* Task 1
Count how many lines in the rows below contain the word "mountain", and reply with that number alone.

* Text
━━━━━━━━━━━━━━━━

“I detest totalitarian dictatorships in principle and came to loathe this one the more I lived through it and watched its ugly assault on the human spirit. Nevertheless in this book I have tried to be severely objective, letting the facts speak for themselves and noting the sources for each.” — William L. Shirer’s 1960 Forward to his “Rise and Fall of the Third Reich”

“He said he had something on his mind. He said he was looking for an experienced foreign correspondent to open a CBS office on the continent. He could not cover all of Europe from London.” Shirer recounting his first meeting with Edward R. Murrow over martinis and dinner in Berlin

Almost DailyBrett would have loved to be the proverbial fly on the wall of the historic Adlon Hotel on Friday, August 20, 1937.

It was the night that broadcasting legend Edward R. Murrow invited William L. Shirer for dinner and martinis.

And to offer Shirer a job as well. The position: serve as CBS Radio’s European broadcast correspondent based in Berlin.

━━━━━━━━━━━━━━━━

* Task 2
Print the text about Shirer and Murrow in full, without changing anything.

* Records
━━━━━━━━━━━━━━━━

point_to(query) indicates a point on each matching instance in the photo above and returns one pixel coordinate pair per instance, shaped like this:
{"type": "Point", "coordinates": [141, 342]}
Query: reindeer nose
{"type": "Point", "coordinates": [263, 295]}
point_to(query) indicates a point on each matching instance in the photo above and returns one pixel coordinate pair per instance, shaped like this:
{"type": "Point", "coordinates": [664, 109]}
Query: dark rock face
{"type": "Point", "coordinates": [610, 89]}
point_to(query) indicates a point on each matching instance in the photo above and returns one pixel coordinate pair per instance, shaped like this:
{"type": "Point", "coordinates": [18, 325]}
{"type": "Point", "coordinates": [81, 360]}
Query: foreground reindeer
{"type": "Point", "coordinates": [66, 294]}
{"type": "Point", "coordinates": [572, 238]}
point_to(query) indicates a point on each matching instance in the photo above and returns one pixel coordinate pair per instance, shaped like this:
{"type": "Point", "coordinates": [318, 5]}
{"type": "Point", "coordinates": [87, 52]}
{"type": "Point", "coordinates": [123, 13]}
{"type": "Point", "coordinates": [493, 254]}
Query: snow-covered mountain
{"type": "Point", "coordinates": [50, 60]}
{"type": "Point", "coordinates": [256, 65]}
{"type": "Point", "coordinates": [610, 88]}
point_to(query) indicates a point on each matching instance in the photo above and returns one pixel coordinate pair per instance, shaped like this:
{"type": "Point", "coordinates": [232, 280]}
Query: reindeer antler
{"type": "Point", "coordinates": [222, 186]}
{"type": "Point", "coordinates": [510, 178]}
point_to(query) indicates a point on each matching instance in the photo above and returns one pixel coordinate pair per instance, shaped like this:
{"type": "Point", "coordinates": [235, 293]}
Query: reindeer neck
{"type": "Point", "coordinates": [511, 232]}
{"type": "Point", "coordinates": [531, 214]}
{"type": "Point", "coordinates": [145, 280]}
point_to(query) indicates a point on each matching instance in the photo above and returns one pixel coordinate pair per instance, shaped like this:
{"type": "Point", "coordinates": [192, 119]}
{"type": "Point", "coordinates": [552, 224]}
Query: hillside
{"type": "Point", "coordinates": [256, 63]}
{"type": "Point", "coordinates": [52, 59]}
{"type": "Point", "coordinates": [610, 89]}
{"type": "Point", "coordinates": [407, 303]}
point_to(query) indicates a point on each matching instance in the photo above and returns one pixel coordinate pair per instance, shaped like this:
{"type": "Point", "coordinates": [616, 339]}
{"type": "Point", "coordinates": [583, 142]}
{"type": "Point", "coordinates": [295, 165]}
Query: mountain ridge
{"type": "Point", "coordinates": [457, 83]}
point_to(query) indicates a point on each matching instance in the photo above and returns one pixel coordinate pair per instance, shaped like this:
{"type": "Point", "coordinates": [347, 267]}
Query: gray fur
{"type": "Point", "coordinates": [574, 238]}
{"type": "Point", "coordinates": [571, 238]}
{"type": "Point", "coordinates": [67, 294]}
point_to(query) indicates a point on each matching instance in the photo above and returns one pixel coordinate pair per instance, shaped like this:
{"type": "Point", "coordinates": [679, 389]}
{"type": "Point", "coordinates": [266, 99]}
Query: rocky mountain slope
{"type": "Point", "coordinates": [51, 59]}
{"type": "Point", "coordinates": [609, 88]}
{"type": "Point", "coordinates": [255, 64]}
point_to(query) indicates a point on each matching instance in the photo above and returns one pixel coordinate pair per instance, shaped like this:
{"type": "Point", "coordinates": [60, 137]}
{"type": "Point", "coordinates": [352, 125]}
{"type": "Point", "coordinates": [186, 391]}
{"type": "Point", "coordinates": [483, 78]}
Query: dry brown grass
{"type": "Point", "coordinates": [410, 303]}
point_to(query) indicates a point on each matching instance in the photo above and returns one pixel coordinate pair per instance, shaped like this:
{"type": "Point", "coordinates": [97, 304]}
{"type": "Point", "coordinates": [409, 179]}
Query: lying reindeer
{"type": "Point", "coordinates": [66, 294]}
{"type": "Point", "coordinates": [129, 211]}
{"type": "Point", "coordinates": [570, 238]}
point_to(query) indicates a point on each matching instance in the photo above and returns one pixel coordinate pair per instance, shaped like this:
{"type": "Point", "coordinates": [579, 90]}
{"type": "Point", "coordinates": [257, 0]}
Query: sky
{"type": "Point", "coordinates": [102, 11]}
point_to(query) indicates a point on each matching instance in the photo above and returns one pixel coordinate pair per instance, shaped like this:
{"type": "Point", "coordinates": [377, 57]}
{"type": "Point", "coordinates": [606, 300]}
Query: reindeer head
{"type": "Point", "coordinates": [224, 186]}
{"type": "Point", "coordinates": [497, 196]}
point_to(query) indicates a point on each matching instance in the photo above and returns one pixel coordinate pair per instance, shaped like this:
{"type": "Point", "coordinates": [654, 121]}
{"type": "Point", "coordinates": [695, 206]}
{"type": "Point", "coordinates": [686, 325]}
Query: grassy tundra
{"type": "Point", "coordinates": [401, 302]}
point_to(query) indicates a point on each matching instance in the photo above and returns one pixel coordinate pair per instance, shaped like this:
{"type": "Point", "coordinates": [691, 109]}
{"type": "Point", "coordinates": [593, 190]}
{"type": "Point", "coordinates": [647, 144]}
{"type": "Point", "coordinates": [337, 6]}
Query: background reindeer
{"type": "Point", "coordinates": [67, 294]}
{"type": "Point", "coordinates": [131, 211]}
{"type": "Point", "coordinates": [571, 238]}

━━━━━━━━━━━━━━━━

* Solution 1
3

* Solution 2
“I detest totalitarian dictatorships in principle and came to loathe this one the more I lived through it and watched its ugly assault on the human spirit. Nevertheless in this book I have tried to be severely objective, letting the facts speak for themselves and noting the sources for each.” — William L. Shirer’s 1960 Forward to his “Rise and Fall of the Third Reich”

“He said he had something on his mind. He said he was looking for an experienced foreign correspondent to open a CBS office on the continent. He could not cover all of Europe from London.” Shirer recounting his first meeting with Edward R. Murrow over martinis and dinner in Berlin

Almost DailyBrett would have loved to be the proverbial fly on the wall of the historic Adlon Hotel on Friday, August 20, 1937.

It was the night that broadcasting legend Edward R. Murrow invited William L. Shirer for dinner and martinis.

And to offer Shirer a job as well. The position: serve as CBS Radio’s European broadcast correspondent based in Berlin.